INSTRUCTIONS FOR THE TASK: Output every line of the following data without any changes.

EXCERPTED RECORDS:
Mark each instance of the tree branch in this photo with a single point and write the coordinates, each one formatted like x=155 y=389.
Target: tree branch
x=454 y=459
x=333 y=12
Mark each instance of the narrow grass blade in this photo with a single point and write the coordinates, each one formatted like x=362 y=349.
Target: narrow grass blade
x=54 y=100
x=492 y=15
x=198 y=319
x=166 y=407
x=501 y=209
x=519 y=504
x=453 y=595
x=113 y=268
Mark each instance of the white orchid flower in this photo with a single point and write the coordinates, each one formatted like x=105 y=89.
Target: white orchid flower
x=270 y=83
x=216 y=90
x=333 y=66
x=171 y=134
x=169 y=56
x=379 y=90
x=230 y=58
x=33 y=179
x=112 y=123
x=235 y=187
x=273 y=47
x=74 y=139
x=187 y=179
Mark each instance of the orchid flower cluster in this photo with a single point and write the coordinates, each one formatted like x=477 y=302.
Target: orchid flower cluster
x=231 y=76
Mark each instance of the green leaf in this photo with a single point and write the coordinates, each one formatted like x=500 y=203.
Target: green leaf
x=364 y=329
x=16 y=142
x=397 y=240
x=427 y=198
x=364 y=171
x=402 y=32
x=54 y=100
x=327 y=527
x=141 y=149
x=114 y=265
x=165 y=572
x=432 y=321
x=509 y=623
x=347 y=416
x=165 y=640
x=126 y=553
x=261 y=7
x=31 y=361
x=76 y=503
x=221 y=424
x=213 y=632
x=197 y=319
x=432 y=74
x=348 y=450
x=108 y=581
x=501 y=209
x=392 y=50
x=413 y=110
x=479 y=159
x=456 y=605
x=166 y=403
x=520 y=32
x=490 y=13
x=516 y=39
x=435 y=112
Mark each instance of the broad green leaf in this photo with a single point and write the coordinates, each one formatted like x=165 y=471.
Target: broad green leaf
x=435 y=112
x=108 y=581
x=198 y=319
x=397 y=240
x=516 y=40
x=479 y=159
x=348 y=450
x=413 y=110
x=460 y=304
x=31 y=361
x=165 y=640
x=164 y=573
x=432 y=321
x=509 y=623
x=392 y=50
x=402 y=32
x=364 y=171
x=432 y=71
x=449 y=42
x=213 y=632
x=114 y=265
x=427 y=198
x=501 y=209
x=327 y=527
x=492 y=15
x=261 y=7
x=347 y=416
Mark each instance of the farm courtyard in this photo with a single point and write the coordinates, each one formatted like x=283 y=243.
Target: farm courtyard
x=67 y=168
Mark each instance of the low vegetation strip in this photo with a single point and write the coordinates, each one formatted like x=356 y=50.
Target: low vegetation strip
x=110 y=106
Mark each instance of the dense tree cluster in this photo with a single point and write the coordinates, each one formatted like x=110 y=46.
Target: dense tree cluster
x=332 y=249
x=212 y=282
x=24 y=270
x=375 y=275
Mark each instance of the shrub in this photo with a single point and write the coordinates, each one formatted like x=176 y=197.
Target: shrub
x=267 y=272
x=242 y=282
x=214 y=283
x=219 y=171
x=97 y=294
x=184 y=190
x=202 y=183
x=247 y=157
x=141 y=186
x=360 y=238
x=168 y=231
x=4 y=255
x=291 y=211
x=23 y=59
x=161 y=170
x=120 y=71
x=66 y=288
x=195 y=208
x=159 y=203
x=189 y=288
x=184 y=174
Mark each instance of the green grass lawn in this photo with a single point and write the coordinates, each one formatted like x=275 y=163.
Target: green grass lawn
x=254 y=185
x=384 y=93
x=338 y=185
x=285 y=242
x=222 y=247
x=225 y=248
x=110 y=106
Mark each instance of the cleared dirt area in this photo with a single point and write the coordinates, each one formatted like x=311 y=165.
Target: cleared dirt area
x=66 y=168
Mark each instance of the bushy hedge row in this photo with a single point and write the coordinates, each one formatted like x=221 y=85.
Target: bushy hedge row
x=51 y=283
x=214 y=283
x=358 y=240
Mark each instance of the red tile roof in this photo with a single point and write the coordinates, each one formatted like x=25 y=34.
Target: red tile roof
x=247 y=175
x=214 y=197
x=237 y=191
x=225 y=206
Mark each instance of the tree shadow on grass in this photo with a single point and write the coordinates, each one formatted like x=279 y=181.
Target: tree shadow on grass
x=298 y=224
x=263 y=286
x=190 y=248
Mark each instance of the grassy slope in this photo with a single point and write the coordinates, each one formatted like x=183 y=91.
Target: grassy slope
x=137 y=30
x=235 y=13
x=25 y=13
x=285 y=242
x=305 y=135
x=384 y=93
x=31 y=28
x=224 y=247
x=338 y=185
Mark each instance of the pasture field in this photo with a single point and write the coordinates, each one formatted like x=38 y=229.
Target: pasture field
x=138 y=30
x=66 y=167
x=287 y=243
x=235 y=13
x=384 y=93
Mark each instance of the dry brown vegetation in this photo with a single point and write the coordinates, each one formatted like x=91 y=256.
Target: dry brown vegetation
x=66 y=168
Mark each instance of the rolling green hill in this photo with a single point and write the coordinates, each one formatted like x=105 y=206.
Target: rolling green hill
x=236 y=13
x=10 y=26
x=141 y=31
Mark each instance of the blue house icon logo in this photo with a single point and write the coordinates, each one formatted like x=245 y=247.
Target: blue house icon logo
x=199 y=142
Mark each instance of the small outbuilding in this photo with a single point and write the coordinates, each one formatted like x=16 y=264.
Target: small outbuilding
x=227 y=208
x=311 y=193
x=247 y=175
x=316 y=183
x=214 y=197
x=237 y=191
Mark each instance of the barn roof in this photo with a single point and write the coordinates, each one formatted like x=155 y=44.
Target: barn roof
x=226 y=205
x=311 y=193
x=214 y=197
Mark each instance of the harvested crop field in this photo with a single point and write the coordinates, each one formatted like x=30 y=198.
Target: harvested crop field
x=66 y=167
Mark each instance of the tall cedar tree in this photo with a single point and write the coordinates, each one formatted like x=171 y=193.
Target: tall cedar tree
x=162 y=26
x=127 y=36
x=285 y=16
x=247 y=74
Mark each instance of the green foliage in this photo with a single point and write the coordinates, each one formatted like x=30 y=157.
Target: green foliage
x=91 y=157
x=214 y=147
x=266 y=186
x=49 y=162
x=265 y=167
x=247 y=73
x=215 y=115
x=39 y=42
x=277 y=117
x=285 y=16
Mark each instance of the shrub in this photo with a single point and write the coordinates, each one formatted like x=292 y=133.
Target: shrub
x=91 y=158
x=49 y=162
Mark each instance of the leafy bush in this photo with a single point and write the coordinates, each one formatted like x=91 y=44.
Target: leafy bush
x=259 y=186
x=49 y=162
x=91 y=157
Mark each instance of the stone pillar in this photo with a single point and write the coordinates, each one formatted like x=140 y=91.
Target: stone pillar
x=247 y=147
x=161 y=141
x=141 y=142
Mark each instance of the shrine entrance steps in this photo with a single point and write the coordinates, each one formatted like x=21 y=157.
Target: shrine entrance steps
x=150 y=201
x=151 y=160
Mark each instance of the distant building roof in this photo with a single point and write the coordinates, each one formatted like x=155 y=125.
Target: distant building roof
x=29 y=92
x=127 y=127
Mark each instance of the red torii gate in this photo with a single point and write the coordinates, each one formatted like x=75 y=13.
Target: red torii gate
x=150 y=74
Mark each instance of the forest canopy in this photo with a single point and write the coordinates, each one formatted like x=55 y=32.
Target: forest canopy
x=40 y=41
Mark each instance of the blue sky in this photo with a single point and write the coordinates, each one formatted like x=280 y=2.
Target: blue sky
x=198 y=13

SOLUTION:
Mark each instance of the tree branch in this photo with a single point and write the coordinates, each one formatted like x=155 y=389.
Target: tree branch
x=454 y=459
x=333 y=12
Mark each instance of the narrow grass blade in this photo with a single point and write the coordinates, each one formatted like x=362 y=349.
Target: narrow grass blade
x=54 y=100
x=492 y=15
x=198 y=319
x=166 y=407
x=501 y=209
x=519 y=504
x=453 y=595
x=113 y=268
Mark each instance of the white orchid flower in this photo with a single point and write the coordinates, each one formatted like x=105 y=89.
Target: white orchid flower
x=270 y=83
x=216 y=90
x=333 y=66
x=171 y=134
x=169 y=56
x=379 y=90
x=230 y=58
x=33 y=179
x=112 y=123
x=235 y=187
x=273 y=47
x=74 y=139
x=187 y=179
Mark each instance of the orchid flower cluster in this photo with a single point and write the coordinates, each one formatted like x=477 y=302.
Target: orchid flower cluster
x=231 y=76
Mark each instance of the green leaf in this photo with a single point and write the coordinates, each one formatted like x=500 y=203.
Target: green leaf
x=364 y=329
x=16 y=142
x=397 y=240
x=427 y=198
x=364 y=171
x=402 y=32
x=54 y=100
x=327 y=527
x=141 y=149
x=114 y=265
x=165 y=572
x=432 y=321
x=509 y=623
x=347 y=416
x=165 y=640
x=126 y=553
x=261 y=7
x=31 y=361
x=76 y=503
x=221 y=424
x=213 y=632
x=197 y=319
x=432 y=74
x=348 y=450
x=108 y=581
x=501 y=209
x=392 y=50
x=413 y=110
x=479 y=159
x=456 y=605
x=166 y=403
x=520 y=32
x=490 y=13
x=516 y=39
x=435 y=112
Mark each instance of the broad green leaf in this photo with a single point and write the coordinates, each one formatted like x=165 y=471.
Target: broad green leaf
x=435 y=112
x=108 y=581
x=198 y=319
x=397 y=240
x=516 y=40
x=479 y=159
x=348 y=450
x=413 y=110
x=460 y=304
x=31 y=361
x=165 y=640
x=164 y=573
x=432 y=321
x=509 y=623
x=392 y=50
x=402 y=32
x=364 y=171
x=432 y=71
x=449 y=42
x=213 y=632
x=114 y=265
x=427 y=198
x=501 y=209
x=327 y=527
x=492 y=15
x=261 y=7
x=347 y=416
Mark each instance of the farm courtyard in this photo with a single point and write the coordinates, each one formatted like x=283 y=243.
Target: farm courtyard
x=67 y=168
Mark each instance of the low vegetation strip in this photo with a single point and write the coordinates, each one formatted like x=356 y=50.
Target: low vegetation strip
x=110 y=106
Mark each instance of the dense tree cluster in this photo with a single point and write the coordinates, each one formatted like x=110 y=46.
Target: dense tree cluster
x=332 y=249
x=212 y=282
x=24 y=270
x=375 y=275
Mark each instance of the shrub in this photo with a single point and write the coordinates, each one formatted like x=176 y=197.
Target: shrub
x=267 y=272
x=242 y=282
x=214 y=283
x=219 y=171
x=97 y=294
x=184 y=190
x=202 y=183
x=247 y=157
x=141 y=186
x=360 y=238
x=168 y=231
x=4 y=255
x=291 y=211
x=23 y=59
x=161 y=170
x=120 y=71
x=66 y=288
x=195 y=208
x=159 y=203
x=189 y=288
x=184 y=174
Mark each instance of the green grass lawn in this photo with a single point and write the coordinates, each one formatted like x=275 y=163.
Target: green grass lawn
x=254 y=185
x=384 y=93
x=338 y=185
x=285 y=242
x=222 y=247
x=225 y=248
x=110 y=106
Mark each instance of the cleared dirt area in this photo with a single point and write the coordinates, each one formatted like x=311 y=165.
Target: cleared dirt area
x=66 y=168
Mark each instance of the bushy hedge row in this photo with a single point and write the coordinates, each one formatted like x=221 y=85.
Target: bushy hedge row
x=51 y=283
x=214 y=283
x=358 y=240
Mark each instance of the red tile roof in this photo with a single point and write the coordinates, each one formatted like x=25 y=34.
Target: red tile roof
x=247 y=175
x=214 y=197
x=237 y=191
x=225 y=206
Mark each instance of the tree shadow on grass in this photo with a single point and write the coordinates, each one formatted like x=279 y=181.
Target: tree shadow on grass
x=298 y=224
x=263 y=286
x=190 y=248
Mark each instance of the grassy slope in this photo with a single point and write the coordinates, each one formatted like x=183 y=91.
Target: grassy slope
x=137 y=30
x=235 y=13
x=25 y=13
x=285 y=242
x=305 y=135
x=384 y=93
x=31 y=28
x=224 y=247
x=338 y=185
Mark each instance of the pasture field in this photo with a single point and write the coordinates, each one formatted like x=38 y=229.
Target: pasture field
x=138 y=30
x=66 y=167
x=287 y=243
x=235 y=13
x=384 y=93
Mark each instance of the dry brown vegetation in this photo with a single point and write the coordinates, each one formatted like x=91 y=256.
Target: dry brown vegetation
x=66 y=168
Mark each instance of the rolling green hill in this photo with a single point and write the coordinates, each one formatted like x=105 y=206.
Target: rolling green hill
x=236 y=13
x=10 y=26
x=141 y=31
Mark each instance of the blue house icon logo in this photo with a single point and write the coordinates, each one formatted like x=245 y=247.
Target: blue house icon logo
x=199 y=142
Mark each instance of the small outbuilding in this photo with a single point and write the coordinates, each one formatted like x=16 y=264.
Target: small outbuilding
x=227 y=208
x=311 y=193
x=247 y=175
x=316 y=183
x=214 y=197
x=237 y=191
Mark each instance of the barn roof in this photo with a single point and write the coordinates, each one formatted like x=155 y=44.
Target: barn roof
x=226 y=205
x=311 y=193
x=214 y=197
Mark each instance of the harvested crop field in this photo with a single point and write the coordinates, each one formatted like x=30 y=198.
Target: harvested crop field
x=66 y=167
Mark each instance of the tall cedar tree in this photo with a single point and write the coordinates, each one formatted like x=171 y=193.
Target: tall cedar tree
x=162 y=26
x=127 y=36
x=285 y=16
x=247 y=74
Mark each instance of the green foliage in this photo with a single point and write the coordinates, each one formatted like x=30 y=157.
Target: green foliage
x=91 y=157
x=214 y=147
x=266 y=186
x=49 y=162
x=265 y=167
x=247 y=73
x=215 y=115
x=39 y=42
x=277 y=117
x=285 y=16
Mark each instance of the shrub in this photo with a single point and write the coordinates, each one formatted like x=292 y=133.
Target: shrub
x=91 y=158
x=49 y=162
Mark each instance of the leafy bush in this photo with a single point and write the coordinates, each one formatted like x=91 y=44.
Target: leafy bush
x=259 y=186
x=49 y=162
x=91 y=157
Mark each instance of the stone pillar in this photo with a single point and write the coordinates, each one formatted like x=140 y=91.
Target: stone pillar
x=247 y=147
x=161 y=141
x=141 y=142
Mark each instance of the shrine entrance steps in this photo with a single point and write the coordinates, each one formatted like x=21 y=157.
Target: shrine entrance steps
x=150 y=201
x=151 y=160
Mark each instance of the distant building roof in this photo with a single point and write the coordinates, each one formatted like x=155 y=125.
Target: distant building roof
x=29 y=92
x=127 y=127
Mark each instance of the red torii gate in this photo with a single point and write the coordinates, each one formatted like x=75 y=13.
Target: red torii gate
x=150 y=74
Mark each instance of the forest canopy in this photo with a single point and write the coordinates, each one formatted like x=55 y=32.
Target: forest canopy
x=40 y=41
Mark each instance of the blue sky in this photo with a single point and write the coordinates, each one formatted like x=280 y=2.
Target: blue sky
x=198 y=13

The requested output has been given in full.